Aim ▸ Repeat exactly the lines that run from the one containing "For the mapping pass, tag each instance of the ship" to the end of the data, and leave out all others.

▼▼▼

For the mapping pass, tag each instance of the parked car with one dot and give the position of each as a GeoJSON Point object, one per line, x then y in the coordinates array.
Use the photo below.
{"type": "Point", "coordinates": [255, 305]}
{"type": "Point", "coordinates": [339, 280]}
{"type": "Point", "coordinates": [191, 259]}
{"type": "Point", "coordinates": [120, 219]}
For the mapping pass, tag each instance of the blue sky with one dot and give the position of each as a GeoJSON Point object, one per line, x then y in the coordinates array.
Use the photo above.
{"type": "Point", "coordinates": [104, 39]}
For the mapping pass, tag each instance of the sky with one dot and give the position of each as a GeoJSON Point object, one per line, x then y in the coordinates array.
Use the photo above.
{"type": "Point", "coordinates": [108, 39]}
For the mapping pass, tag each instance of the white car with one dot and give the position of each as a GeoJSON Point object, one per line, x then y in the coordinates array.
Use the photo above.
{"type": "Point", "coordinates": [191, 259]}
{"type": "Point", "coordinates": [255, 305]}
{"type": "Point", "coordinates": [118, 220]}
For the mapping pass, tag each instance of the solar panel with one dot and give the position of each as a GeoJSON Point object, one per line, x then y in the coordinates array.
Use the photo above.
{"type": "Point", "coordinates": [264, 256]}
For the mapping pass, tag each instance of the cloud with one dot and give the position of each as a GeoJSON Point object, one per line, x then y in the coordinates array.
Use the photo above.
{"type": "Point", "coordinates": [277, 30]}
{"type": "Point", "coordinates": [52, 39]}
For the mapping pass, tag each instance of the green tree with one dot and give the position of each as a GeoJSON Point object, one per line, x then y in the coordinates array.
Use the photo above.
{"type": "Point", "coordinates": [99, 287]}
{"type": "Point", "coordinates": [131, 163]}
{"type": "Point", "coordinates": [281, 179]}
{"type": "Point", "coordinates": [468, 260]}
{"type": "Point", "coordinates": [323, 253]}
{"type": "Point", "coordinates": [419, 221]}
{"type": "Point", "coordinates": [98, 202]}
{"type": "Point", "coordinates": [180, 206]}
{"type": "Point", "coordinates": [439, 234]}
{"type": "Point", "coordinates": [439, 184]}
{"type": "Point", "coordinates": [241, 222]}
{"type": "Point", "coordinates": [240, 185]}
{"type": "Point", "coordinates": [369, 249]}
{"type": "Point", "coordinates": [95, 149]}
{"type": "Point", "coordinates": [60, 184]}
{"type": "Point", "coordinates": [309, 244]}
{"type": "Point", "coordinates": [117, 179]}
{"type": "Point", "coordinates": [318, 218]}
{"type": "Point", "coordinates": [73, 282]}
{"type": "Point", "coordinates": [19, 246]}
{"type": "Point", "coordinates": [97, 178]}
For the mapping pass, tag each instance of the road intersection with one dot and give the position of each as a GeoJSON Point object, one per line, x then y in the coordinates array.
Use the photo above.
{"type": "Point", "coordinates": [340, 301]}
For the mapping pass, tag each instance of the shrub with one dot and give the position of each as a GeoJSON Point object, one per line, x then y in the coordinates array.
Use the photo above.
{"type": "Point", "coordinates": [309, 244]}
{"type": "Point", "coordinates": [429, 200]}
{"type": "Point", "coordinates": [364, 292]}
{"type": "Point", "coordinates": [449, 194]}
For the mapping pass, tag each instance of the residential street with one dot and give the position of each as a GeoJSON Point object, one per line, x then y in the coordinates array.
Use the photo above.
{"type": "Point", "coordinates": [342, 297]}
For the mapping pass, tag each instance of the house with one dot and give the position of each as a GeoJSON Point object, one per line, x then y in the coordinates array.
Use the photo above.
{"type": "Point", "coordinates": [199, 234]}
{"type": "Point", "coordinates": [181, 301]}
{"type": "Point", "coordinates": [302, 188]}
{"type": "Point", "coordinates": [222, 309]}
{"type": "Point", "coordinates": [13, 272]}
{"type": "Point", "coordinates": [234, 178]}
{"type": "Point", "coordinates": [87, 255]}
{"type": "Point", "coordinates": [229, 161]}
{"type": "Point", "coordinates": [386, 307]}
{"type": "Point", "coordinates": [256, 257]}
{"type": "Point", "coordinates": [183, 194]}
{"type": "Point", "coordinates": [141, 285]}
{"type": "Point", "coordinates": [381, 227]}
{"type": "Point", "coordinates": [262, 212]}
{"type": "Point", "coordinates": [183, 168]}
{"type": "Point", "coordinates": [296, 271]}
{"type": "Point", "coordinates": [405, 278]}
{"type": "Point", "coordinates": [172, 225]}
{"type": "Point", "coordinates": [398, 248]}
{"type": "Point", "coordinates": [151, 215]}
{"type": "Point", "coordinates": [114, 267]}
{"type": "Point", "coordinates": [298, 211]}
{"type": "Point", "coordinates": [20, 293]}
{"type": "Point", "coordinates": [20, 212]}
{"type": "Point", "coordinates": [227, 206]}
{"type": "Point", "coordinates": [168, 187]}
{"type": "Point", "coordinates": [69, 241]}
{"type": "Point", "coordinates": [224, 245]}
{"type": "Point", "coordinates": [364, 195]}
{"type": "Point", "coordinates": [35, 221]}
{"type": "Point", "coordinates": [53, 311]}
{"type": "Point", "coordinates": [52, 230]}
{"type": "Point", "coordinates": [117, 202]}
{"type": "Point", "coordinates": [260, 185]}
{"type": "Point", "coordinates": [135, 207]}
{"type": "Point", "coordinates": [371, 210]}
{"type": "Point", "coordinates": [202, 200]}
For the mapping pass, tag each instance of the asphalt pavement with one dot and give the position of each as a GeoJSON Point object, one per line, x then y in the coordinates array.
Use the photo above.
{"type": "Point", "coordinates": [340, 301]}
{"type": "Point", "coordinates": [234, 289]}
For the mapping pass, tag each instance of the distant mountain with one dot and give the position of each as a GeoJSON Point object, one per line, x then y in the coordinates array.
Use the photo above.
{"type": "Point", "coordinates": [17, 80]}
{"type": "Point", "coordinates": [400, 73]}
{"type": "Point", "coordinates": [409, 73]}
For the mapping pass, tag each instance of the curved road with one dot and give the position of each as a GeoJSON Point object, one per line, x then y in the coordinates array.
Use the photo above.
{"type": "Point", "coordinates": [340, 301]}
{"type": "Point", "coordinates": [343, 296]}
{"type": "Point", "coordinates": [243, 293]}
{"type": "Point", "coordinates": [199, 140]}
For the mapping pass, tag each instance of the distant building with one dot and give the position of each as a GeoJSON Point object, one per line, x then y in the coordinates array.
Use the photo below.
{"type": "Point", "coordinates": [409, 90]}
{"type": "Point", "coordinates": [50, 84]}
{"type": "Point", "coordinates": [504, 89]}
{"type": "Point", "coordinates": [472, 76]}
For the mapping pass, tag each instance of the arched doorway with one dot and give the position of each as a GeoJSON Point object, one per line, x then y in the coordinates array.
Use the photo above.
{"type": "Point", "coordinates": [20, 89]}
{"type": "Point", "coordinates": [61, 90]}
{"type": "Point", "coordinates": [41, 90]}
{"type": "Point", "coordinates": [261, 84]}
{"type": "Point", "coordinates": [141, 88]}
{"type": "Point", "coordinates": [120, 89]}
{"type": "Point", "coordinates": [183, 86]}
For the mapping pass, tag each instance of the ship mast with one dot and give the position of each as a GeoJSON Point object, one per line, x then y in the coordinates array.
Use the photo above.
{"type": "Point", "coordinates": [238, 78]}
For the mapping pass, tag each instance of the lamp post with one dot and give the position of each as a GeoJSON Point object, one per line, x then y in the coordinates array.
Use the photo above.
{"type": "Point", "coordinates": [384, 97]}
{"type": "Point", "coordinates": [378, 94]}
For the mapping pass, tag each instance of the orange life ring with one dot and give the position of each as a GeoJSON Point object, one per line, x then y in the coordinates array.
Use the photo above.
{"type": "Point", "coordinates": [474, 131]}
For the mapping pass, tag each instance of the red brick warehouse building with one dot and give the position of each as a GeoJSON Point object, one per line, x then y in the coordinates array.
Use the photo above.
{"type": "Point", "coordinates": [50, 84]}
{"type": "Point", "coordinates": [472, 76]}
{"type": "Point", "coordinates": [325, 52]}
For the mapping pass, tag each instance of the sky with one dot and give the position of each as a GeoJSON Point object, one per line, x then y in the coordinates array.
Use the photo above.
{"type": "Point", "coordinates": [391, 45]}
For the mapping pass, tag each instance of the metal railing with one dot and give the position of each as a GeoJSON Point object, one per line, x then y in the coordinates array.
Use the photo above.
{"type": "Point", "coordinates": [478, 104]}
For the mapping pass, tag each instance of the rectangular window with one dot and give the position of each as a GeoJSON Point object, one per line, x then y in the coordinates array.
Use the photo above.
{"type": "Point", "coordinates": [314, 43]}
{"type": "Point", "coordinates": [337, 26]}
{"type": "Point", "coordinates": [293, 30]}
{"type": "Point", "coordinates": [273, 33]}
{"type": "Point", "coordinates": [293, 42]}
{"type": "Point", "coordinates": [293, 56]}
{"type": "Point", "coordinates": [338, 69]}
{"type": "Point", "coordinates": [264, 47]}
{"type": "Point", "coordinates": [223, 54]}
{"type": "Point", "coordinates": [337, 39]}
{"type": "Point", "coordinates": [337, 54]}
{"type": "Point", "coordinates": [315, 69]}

▲▲▲

Solution to this task ▸
For the mapping pass, tag each instance of the ship mast with one dot and give the position of each as a GeoJSON Point object, one per line, x then y in the coordinates array.
Use the photo above.
{"type": "Point", "coordinates": [238, 78]}
For the mapping pass, tag each instance of the lamp post with one dot and give the position of each as a GeoJSON Point object, one per line, x then y in the coordinates array.
Use the photo above.
{"type": "Point", "coordinates": [384, 97]}
{"type": "Point", "coordinates": [378, 94]}
For the mapping pass, tag each instance of the orange life ring with one dot and give the position of each as a GeoJSON Point object, one per line, x then y in the coordinates array.
Use the photo above.
{"type": "Point", "coordinates": [474, 131]}
For the mapping pass, tag each instance of the red brick warehouse building with one dot and give the position of each as a GeoJSON Point object, one per line, x then y in the coordinates array.
Use the photo above.
{"type": "Point", "coordinates": [50, 84]}
{"type": "Point", "coordinates": [472, 76]}
{"type": "Point", "coordinates": [325, 52]}
For the mapping pass, tag each instance of the sky with one dot and give the position of each as a GeoJSON Point object, one per line, x then y in the coordinates array.
Use the photo above.
{"type": "Point", "coordinates": [391, 45]}
For the mapping pass, tag each instance of the metal railing with one dot and give the position of each as a GeoJSON Point object, one per line, x then y in the coordinates array.
Use the photo above.
{"type": "Point", "coordinates": [478, 104]}
For the mapping pass, tag each instance of the rectangular window with one dot and give the position of each as a GeoJSON Point object, one per line, x then y in the coordinates array.
Use the photo above.
{"type": "Point", "coordinates": [314, 43]}
{"type": "Point", "coordinates": [337, 26]}
{"type": "Point", "coordinates": [293, 30]}
{"type": "Point", "coordinates": [273, 33]}
{"type": "Point", "coordinates": [293, 42]}
{"type": "Point", "coordinates": [293, 56]}
{"type": "Point", "coordinates": [338, 69]}
{"type": "Point", "coordinates": [264, 47]}
{"type": "Point", "coordinates": [223, 54]}
{"type": "Point", "coordinates": [337, 39]}
{"type": "Point", "coordinates": [337, 54]}
{"type": "Point", "coordinates": [315, 69]}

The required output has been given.